**Article**
-- START --

Iteration vs. Recursion

B

blmblm

(e-mail address removed) said:


If CS grads at least knew a bit of CS, that would be a start. :)

(I accept that my sample set is probably statistically insignificant, but
they were *all* useless, and 100% is 100% in anybody's language!)

They're useless for your purposes, and they don't know any CS either?
That would *really* be a sad commentary on those bits of paper.

War stories of their uselessness appreciated, too, especially
if your comment extends to people with undergrad CS degrees.
I teach undergrad CS, and while I don't think every last one of our
graduates should be a good fit in a programming job, still, *some*
of them should be.
 
R

Richard Heathfield

(e-mail address removed) said:
War stories of their uselessness appreciated, too, especially
if your comment extends to people with undergrad CS degrees.
I teach undergrad CS, and while I don't think every last one of our
graduates should be a good fit in a programming job, still, *some*
of them should be.

I'm sure your crop is better than average, as they have you to teach them.
And of course I know there are plenty of bright CS bunnies out there
generally. It's just that I hardly ever seem to run into them myself -
except here on Usenet, of course.

Maybe the bright ones are bright enough to know to avoid me. :)
 
B

blmblm

(e-mail address removed) said:

I'm sure your crop is better than average, as they have you to teach them.

Actually I think they are a bit better than average, though I doubt
I can claim much if any of the credit for that -- we get some pretty
bright ones coming in. Some of them, by the time they graduate,
are pretty competent programmers, by the standards of an academic
anyway. Others -- well, we sometimes wonder how they managed to
forget so much of what they presumably learned in order to pass the
introductory programming classes. And don't get me started on the
range of mathematical backgrounds/skills ....

Possibly, though, I wasn't clear -- I wasn't so much claiming that
we *do* turn out a few who might be useful (though I hope that's
true) as saying that we *should* turn out a few such, and asking
for stories that would make it clearer what to avoid.
And of course I know there are plenty of bright CS bunnies out there
generally. It's just that I hardly ever seem to run into them myself -
except here on Usenet, of course.

Maybe the bright ones are bright enough to know to avoid me. :)

Anything's possible, but I'd claim that the bright ones are smart
enough to recognize the value of hanging around someone knowledgeable
if irascible.
 
R

Richard Heathfield

(e-mail address removed) said:
Possibly, though, I wasn't clear -- I wasn't so much claiming that
we *do* turn out a few who might be useful (though I hope that's
true) as saying that we *should* turn out a few such, and asking
for stories that would make it clearer what to avoid.

-- END --

**What to do**
Repeat word for word the stretch of the thread from "(I accept that" through "bits of paper.". The lines that come next are separate material with no connection to the thread.

**Listing**
-- START --

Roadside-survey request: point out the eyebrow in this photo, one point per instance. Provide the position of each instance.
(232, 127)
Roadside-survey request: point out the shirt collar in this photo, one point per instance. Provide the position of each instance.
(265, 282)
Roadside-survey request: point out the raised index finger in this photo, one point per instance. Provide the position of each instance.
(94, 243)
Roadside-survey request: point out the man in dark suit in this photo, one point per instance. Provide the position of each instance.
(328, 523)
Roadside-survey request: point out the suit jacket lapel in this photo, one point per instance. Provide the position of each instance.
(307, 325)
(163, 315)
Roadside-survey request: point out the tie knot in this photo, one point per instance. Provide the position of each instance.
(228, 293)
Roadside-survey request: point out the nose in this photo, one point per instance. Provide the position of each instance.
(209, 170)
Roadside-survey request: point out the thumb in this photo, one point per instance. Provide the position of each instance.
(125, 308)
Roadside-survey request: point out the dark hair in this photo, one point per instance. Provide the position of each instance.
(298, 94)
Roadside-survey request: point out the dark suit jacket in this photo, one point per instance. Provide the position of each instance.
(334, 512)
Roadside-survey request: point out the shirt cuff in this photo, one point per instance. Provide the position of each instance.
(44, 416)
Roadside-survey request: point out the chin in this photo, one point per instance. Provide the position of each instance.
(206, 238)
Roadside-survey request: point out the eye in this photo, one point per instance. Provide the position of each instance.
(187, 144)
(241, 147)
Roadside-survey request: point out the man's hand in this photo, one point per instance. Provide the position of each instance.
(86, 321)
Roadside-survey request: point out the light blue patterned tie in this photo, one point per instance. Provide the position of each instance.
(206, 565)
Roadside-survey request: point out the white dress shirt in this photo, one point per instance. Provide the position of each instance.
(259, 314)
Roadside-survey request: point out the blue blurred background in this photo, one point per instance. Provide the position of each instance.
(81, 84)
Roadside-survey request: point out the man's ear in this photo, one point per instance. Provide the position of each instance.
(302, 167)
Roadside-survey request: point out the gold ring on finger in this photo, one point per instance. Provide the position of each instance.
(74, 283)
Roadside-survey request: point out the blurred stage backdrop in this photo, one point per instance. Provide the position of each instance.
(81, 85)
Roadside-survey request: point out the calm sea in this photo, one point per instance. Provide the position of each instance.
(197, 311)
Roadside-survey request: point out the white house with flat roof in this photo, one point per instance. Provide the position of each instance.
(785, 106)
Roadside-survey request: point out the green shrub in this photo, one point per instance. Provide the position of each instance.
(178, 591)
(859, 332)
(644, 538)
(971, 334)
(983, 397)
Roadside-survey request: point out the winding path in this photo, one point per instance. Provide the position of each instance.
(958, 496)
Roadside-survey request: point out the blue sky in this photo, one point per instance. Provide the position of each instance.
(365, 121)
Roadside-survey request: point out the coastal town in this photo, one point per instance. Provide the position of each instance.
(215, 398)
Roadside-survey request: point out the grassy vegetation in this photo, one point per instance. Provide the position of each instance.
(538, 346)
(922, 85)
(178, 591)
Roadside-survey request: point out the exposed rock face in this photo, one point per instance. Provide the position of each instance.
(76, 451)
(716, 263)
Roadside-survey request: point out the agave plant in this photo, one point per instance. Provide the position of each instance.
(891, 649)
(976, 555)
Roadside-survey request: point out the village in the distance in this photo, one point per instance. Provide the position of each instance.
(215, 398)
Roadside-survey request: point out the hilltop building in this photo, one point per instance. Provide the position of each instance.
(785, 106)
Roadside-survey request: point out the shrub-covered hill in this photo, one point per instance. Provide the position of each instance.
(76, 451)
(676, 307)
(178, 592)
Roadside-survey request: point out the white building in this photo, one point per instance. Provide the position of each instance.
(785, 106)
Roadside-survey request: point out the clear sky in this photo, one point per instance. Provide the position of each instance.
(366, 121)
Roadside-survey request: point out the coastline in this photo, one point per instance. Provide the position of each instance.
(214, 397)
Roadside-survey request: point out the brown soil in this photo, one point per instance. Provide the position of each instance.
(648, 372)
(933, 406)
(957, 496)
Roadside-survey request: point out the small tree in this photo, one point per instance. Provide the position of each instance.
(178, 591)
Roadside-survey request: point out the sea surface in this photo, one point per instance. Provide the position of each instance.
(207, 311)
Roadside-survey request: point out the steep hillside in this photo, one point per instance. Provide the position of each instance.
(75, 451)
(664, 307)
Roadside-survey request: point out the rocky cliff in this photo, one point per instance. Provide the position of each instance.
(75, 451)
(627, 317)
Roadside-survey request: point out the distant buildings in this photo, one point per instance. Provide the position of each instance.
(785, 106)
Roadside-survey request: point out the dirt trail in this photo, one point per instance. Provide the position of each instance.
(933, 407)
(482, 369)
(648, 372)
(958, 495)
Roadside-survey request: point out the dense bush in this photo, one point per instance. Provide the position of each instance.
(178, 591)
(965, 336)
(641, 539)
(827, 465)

-- END --

**Full output**
(I accept that my sample set is probably statistically insignificant, but
they were *all* useless, and 100% is 100% in anybody's language!)

They're useless for your purposes, and they don't know any CS either?
That would *really* be a sad commentary on those bits of paper.